Can you format these records as a two-column CSV with the columns record_text and answer, one row per record, each value in a single quoted field and any line breaks replaced by spaces? Cover every record and leave the pictures out.

* * *

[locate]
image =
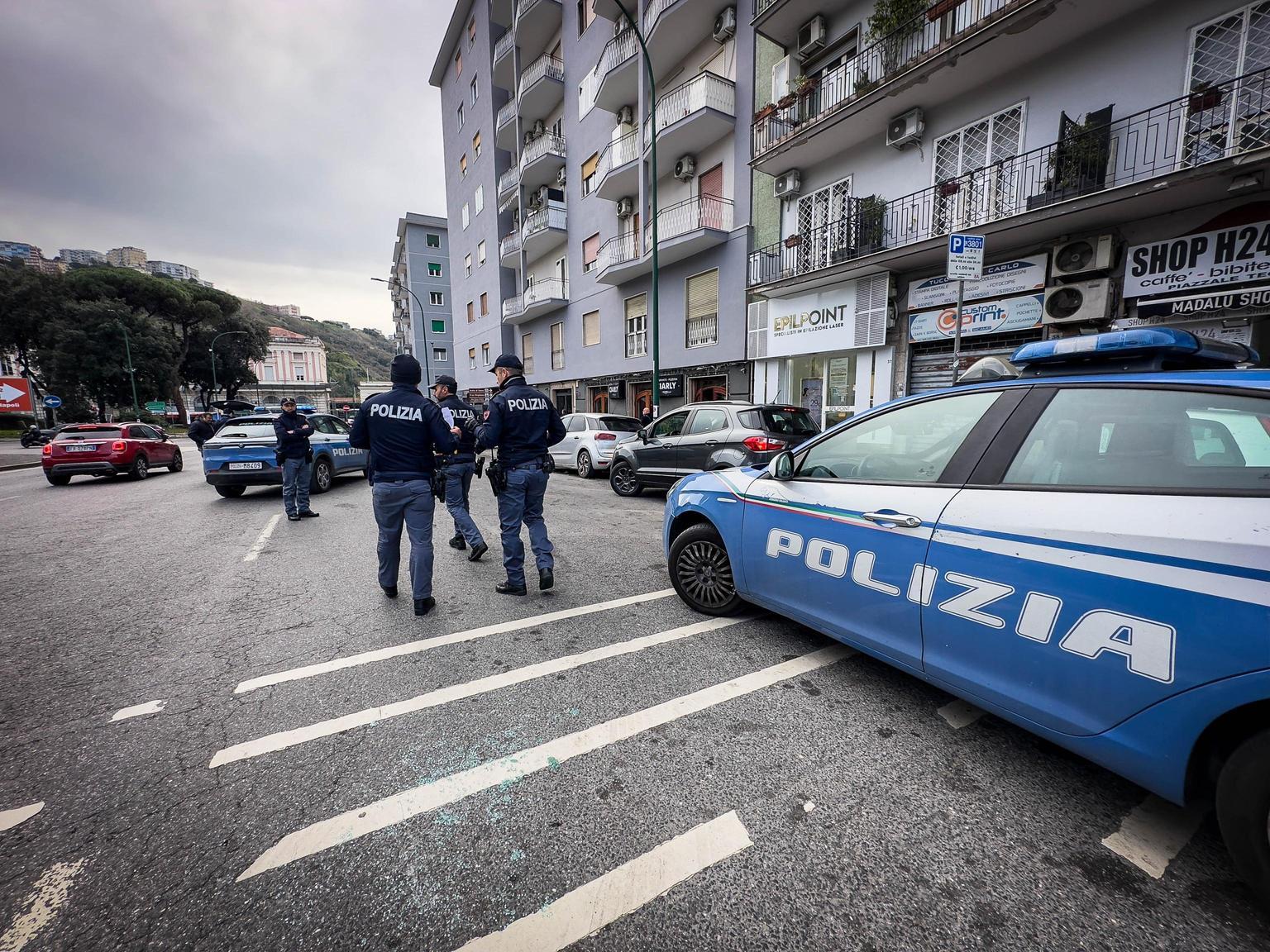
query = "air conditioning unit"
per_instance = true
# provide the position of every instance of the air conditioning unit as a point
(725, 24)
(1083, 257)
(685, 166)
(1080, 302)
(788, 184)
(905, 128)
(812, 37)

* * *

(EXERCISE ANSWER)
record_text,answer
"[locate] image = query = ""air conditioning unit"" per_instance = true # provide the position of every instance of the air conditioning unit as a point","(725, 24) (1083, 257) (685, 166) (1080, 302) (788, 184) (905, 128) (812, 37)"